**What you should do**
Render every line of the material below as a numbered list, skipping blank lines and leaving the pictures out.

**Recorded information**
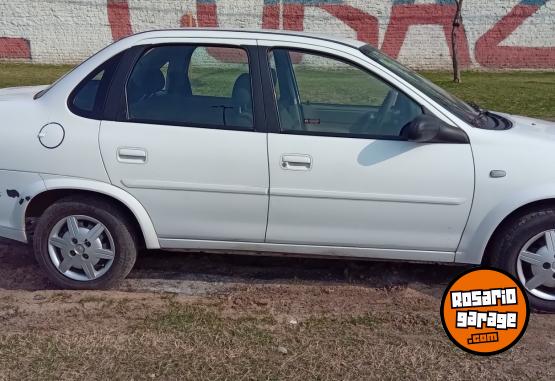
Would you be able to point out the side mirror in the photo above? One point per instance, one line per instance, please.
(429, 129)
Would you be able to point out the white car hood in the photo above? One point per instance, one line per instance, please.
(20, 92)
(530, 127)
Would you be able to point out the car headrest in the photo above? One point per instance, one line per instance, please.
(151, 81)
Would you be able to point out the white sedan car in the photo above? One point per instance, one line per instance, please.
(273, 142)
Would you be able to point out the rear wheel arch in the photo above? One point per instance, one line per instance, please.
(40, 202)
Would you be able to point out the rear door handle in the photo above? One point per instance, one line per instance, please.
(132, 155)
(296, 162)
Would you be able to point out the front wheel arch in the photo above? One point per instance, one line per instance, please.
(510, 219)
(39, 203)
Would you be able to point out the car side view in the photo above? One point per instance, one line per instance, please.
(267, 141)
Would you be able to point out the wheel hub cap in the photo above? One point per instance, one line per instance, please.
(81, 248)
(536, 265)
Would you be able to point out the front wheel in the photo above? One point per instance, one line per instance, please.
(84, 244)
(526, 249)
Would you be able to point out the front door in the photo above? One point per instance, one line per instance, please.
(340, 175)
(187, 147)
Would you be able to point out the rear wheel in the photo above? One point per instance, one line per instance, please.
(84, 244)
(526, 249)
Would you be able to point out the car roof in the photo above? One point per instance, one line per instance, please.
(270, 34)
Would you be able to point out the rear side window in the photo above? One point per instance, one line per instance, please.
(193, 86)
(88, 98)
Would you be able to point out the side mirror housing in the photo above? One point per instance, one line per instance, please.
(429, 129)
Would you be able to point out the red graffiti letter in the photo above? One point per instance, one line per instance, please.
(15, 48)
(119, 19)
(490, 54)
(404, 16)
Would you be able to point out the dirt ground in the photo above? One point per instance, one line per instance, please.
(206, 316)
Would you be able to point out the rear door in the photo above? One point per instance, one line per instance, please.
(188, 144)
(340, 173)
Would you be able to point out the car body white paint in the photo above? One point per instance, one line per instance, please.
(449, 215)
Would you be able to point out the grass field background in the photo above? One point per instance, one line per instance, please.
(523, 93)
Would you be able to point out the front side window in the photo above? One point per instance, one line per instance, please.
(190, 85)
(318, 94)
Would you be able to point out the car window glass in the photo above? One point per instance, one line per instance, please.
(84, 99)
(195, 86)
(333, 97)
(88, 98)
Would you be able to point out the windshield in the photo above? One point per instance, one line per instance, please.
(461, 109)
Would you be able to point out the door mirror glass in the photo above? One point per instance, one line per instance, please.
(429, 129)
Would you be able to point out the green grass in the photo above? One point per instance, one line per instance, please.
(522, 93)
(525, 93)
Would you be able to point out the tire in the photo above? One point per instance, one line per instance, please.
(517, 235)
(111, 255)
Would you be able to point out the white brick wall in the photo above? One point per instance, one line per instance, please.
(498, 33)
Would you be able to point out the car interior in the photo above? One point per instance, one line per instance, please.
(160, 90)
(386, 117)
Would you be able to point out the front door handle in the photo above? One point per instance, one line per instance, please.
(296, 162)
(132, 155)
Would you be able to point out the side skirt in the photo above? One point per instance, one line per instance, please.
(307, 250)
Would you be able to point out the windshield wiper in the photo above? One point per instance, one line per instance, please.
(481, 112)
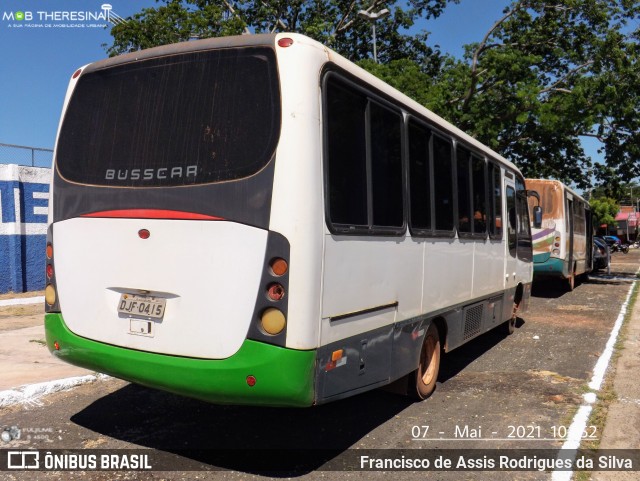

**Solution**
1. Would you be able to point out the side mirror in the photo above? One point per instance, one line per instance, please.
2. (429, 129)
3. Would you be able to point out the white car hood in the photo above? One point per instance, one line per instance, please.
4. (20, 92)
5. (530, 127)
6. Would you be able to point out the car headrest in the photo above? One point per instance, one line per instance, please.
7. (151, 81)
8. Would you be able to point out the white sedan car in the photo above? One point per instance, one line per instance, please.
9. (273, 142)
10. Would you be able to point out the rear wheel arch in the photo above? One point per instance, one line per instance, please.
11. (40, 202)
12. Would you be able to point out the rear door handle in the photo above? One point per instance, one line per instance, please.
13. (132, 155)
14. (296, 162)
15. Would you be able to point out the front wheel arch in the photo above? One point per instance, one line per instance, please.
16. (510, 219)
17. (39, 203)
18. Would you be able to point out the car side view in the photo above? One point per instance, one line per instance, please.
19. (267, 141)
20. Would you be able to point out the wheel hub cap in the photo above? One point per instance, one line per instance, please.
21. (81, 248)
22. (536, 265)
23. Would you be able to point out the front wheel in the photo above? One point per instance, one line per instance, please.
24. (84, 244)
25. (526, 249)
26. Would you be able to point out the front door in the photo above? One point per instance, one line per instance, please.
27. (340, 175)
28. (187, 147)
29. Would you be able to point out the rear wheel in the photo above? One point per instance, one line per instance, please.
30. (84, 244)
31. (526, 249)
32. Would you be able to point out the car roof in the photo above? One point per instance, one line per instance, please.
33. (270, 34)
34. Would you be able to point out the rear side window in the photo above? One point per instance, one line per instance, please.
35. (193, 86)
36. (88, 98)
37. Would you be able to point out the side mirror housing in the photo above? One point per instance, one line per instance, please.
38. (429, 129)
39. Would you be able to point out the red graffiti letter in the photo above? One point per instance, one line per instance, please.
40. (15, 48)
41. (119, 19)
42. (490, 54)
43. (404, 16)
44. Would you be able to point out the dirt ground in the photo above? One point per instance, one line per instance, please.
45. (206, 316)
46. Would you be able to point out the rear door in the photo above? One point per instance, one line per instance, please.
47. (188, 144)
48. (340, 173)
49. Would you be able to point out the car body white paint in the photo above? One point per instance, one line per instance, please.
50. (449, 215)
51. Would you be able to point out the grass field background in the photo above? One point per instance, one line per instance, please.
52. (523, 93)
53. Would you be able to point out the front side window in the photo above? One point per instance, one line per instance, please.
54. (190, 85)
55. (318, 94)
56. Would you be able to point out the car window glass in the photo above? One point per instance, one line per instance, please.
57. (84, 99)
58. (195, 86)
59. (333, 97)
60. (88, 98)
61. Would you be able to point out the windshield in the photo above? One point per instance, one line per instance, please.
62. (461, 109)
63. Would you be able to point out the door mirror glass in the photo above? One point per instance, one line per instance, please.
64. (429, 129)
65. Would you be able to point out the green grass in the photo above? One point per instance, one line per instance, please.
66. (522, 93)
67. (525, 93)
68. Would you be able to point out the tire in the photo above? One point per instance, one line per instance, please.
69. (517, 235)
70. (111, 255)
71. Would you be able to point out the white brick wall in the photo above? One point per instance, one line per instance, please.
72. (498, 33)
73. Would you be able to point out the car interior in the photo above? One point per instance, one line per instance, please.
74. (160, 90)
75. (386, 117)
76. Would you be able to point out the front door handle in the photo above? One point per instance, one line per instance, please.
77. (296, 162)
78. (132, 155)
79. Would you be able to point out the side skirt in the photo above? One point per instance, one line per instance, please.
80. (307, 250)
81. Would you be able to point out the windshield wiper in the photo above? One point per instance, one line per instance, please.
82. (481, 112)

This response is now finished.